> [Passage shown]:
begin
While in Nova Scotia last month, I quilted three of my mother's photographs; "Plum Blossom" is the third of them. Here's what the final result looks like.
Here's a shot of a framed print of the same image hanging in a very angle-y room. I especially like this image with the silver frame ...
The materials that I began with for this quilt were very simple: a yard worth of the printed image, a yard and a quarter of a striated yellow fabric, and some matching thread in a variegated yellow, a taupe, and a white (I'd have to buy more white thread by the end of it as I decided to quilt the background with white instead of my originally planned yellow).
Here is the image printed on fabric (with the photographer's permission).
And here's the lovely yellow striated fabric that I found at Avonport Discount Fabric Centre in Avonport, Nova Scotia.
On a previous quilt ("Autumn Moss"), I had been playing around with using extra layers of batting behind the strongest elements to create an enhanced 3D effect. As such, I used two extra layers behind each of the most prominent bubbles in this quilt to do it again, but instead of quilting the layers together, I just quilted small lines into each bubble to secure the batting to the top fabric.
I cut away the extra double-layer of batting.
And once the overall backing batting and backing fabric were in place, I secured the bubbles to those layers by quilting a single line around the very edge of each of the puffy bubbles. Success!
I decided to use the yellow thread for every backing stitch on this quilt, and made up five bobbins to start ...
By the way, if you are interested in quilting your own yard-size images, check out this pre-cut 100% cotton batting. It was cheaper ($8 Canadian) for me to buy the batting at this pre-packaged size than it was to buy it off the roll, it was less messy, and to get the crease-lines out of the batting, I just threw it in the dryer for ten minutes. I ended up buying four bags of it for future projects because of the ease of it.
end
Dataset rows
begin
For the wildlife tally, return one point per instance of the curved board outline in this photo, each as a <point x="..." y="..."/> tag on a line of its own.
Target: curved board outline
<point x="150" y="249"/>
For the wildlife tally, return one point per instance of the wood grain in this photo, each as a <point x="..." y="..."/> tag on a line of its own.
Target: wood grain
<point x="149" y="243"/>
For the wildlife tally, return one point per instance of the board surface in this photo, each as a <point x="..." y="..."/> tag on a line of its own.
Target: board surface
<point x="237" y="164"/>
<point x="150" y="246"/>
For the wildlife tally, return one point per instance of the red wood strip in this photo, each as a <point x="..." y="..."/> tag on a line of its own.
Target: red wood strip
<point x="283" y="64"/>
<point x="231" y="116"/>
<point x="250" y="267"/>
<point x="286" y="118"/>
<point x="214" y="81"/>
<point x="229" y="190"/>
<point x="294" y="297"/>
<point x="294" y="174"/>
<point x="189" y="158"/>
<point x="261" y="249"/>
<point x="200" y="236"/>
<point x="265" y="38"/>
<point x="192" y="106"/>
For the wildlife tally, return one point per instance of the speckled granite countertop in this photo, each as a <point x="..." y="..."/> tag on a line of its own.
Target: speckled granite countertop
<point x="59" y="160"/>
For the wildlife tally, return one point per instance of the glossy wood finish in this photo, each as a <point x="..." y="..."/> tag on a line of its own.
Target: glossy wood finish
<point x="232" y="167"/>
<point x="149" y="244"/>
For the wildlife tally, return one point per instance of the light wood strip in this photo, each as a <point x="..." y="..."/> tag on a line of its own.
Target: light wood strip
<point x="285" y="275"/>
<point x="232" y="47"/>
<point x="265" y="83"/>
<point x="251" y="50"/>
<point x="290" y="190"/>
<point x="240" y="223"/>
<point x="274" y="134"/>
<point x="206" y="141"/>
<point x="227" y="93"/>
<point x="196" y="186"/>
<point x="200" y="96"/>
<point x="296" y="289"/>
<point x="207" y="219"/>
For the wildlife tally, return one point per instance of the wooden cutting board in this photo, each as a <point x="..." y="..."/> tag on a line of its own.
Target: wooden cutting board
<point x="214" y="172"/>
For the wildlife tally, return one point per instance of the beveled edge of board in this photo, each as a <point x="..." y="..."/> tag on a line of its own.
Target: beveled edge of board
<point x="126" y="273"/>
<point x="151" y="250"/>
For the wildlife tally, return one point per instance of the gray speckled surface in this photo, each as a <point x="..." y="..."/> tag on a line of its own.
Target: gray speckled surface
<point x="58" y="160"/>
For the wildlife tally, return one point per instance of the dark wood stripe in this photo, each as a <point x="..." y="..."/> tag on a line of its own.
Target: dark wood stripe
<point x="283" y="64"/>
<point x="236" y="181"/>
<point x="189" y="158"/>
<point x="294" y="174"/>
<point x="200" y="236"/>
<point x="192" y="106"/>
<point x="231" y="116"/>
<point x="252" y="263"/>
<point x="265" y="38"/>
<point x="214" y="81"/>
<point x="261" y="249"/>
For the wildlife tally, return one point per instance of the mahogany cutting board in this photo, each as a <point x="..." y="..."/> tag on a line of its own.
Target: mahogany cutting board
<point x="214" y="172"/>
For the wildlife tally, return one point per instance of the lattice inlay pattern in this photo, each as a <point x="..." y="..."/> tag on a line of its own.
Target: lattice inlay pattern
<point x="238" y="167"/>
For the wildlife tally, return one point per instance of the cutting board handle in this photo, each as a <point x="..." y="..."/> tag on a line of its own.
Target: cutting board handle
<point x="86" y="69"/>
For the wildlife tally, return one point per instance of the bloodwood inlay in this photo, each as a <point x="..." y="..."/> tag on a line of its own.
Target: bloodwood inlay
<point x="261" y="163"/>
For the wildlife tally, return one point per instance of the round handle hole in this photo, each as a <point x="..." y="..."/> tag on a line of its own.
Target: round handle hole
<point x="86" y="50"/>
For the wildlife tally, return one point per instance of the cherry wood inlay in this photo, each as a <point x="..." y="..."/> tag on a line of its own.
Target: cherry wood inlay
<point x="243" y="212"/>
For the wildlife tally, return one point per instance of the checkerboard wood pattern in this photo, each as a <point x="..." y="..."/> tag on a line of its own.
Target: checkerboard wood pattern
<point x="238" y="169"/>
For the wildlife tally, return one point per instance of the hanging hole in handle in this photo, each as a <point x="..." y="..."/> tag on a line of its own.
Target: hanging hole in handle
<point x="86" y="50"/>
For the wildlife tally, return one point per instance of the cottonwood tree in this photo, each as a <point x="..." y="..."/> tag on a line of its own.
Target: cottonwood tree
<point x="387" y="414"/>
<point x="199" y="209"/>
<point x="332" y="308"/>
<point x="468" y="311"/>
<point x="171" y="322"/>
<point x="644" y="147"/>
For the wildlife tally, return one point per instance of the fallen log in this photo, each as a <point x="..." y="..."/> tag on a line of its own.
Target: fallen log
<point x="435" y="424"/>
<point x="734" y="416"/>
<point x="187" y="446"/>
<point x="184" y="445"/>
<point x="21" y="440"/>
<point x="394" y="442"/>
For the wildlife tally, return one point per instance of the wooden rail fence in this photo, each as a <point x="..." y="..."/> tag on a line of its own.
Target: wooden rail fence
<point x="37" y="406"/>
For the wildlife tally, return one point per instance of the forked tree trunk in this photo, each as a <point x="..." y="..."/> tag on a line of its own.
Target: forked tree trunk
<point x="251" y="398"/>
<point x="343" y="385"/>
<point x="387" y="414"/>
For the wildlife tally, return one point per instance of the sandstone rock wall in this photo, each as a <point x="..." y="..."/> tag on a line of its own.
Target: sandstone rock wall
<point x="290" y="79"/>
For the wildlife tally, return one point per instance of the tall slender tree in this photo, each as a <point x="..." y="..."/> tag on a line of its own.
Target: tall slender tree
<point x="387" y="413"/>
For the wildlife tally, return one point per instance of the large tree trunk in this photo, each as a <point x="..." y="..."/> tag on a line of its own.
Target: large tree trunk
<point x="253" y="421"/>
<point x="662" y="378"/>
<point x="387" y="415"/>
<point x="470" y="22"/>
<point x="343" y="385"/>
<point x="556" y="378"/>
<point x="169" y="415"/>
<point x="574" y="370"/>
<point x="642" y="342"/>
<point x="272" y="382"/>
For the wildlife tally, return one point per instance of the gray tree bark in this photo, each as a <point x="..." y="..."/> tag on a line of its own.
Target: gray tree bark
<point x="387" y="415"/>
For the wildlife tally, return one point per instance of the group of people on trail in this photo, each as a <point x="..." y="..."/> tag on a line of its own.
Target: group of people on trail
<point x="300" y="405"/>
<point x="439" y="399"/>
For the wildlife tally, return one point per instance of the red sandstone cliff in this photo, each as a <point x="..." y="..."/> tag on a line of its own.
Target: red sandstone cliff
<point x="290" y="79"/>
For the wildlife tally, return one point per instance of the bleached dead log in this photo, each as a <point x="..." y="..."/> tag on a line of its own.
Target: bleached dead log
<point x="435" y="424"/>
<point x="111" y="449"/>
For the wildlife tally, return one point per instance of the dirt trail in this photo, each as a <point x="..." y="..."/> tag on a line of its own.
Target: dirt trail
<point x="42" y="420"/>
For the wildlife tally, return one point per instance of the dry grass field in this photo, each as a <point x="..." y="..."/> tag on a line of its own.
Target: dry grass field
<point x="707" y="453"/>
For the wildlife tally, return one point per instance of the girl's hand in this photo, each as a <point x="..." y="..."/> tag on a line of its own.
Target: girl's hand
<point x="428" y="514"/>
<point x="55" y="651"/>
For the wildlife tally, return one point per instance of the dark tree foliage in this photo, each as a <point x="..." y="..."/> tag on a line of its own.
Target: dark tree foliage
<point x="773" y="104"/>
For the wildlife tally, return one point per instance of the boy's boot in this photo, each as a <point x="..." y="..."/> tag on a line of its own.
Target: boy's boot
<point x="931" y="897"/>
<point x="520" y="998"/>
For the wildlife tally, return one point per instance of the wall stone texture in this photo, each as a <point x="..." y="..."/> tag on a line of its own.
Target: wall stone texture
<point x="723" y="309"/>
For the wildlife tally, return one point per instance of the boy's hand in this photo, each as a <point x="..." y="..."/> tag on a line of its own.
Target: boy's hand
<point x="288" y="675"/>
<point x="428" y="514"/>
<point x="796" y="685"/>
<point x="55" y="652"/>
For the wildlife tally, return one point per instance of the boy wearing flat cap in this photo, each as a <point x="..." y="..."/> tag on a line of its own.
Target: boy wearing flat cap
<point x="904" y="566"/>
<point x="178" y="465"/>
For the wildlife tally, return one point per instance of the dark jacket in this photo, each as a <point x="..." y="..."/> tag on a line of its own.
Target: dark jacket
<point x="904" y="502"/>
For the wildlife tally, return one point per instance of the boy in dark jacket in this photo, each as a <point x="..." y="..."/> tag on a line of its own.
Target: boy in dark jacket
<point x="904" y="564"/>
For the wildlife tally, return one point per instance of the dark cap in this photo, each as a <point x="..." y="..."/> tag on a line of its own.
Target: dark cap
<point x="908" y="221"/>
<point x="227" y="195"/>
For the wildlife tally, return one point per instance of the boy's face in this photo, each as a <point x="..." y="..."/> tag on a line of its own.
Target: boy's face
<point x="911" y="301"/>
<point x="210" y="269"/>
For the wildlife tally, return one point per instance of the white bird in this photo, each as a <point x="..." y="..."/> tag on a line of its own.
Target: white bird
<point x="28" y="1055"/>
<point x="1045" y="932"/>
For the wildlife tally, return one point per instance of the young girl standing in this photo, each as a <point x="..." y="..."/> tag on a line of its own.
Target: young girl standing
end
> [Complete the following]:
[A] Please answer these questions about the quilt post:
(i) Where was the yellow striated fabric found?
(ii) How many extra layers of batting went behind each of the most prominent bubbles?
(iii) How long was the batting put in the dryer to remove the crease-lines?
[B] Write the next part of the quilt post, continuing on from its last sentence.

> [Outputs]:
[A]
(i) At Avonport Discount Fabric Centre in Avonport, Nova Scotia.
(ii) Two.
(iii) Ten minutes.

[B]
I stitched all the stems of the plum blossom with a light taupe thread. I find that if I don't provide myself with some visual start and stop guidelines when I'm quilting these photographs, that I get distracted by all the lines when at a close scale, and as such, I use pins to keep track of things.
Here's what the stems looked like when I was done (I had already started filling in the white spaces when I took this photograph, but you can see the effect that the straight lines provided against the more organic swirly design between them).
I'm new at this quilting thing, and don't know the "proper" names for anything, but as it turns out, this is called stippling, and I adore doing it. It feels like an absolutely natural motion to me and I could do it for hours—oh wait, I did!
I decided to use a yellow binding for this quilt that matched the yellow of the front of the quilt, and that made the back a single color/colour, and I have received many positive comments about the choice regarding how it matches both the front and back, but as I mentioned above, I very much prefer the silver frame around the paper-printed image. I may yet pull this binding off and put on a new one ...
Here's what the final quilt looks like, front and back.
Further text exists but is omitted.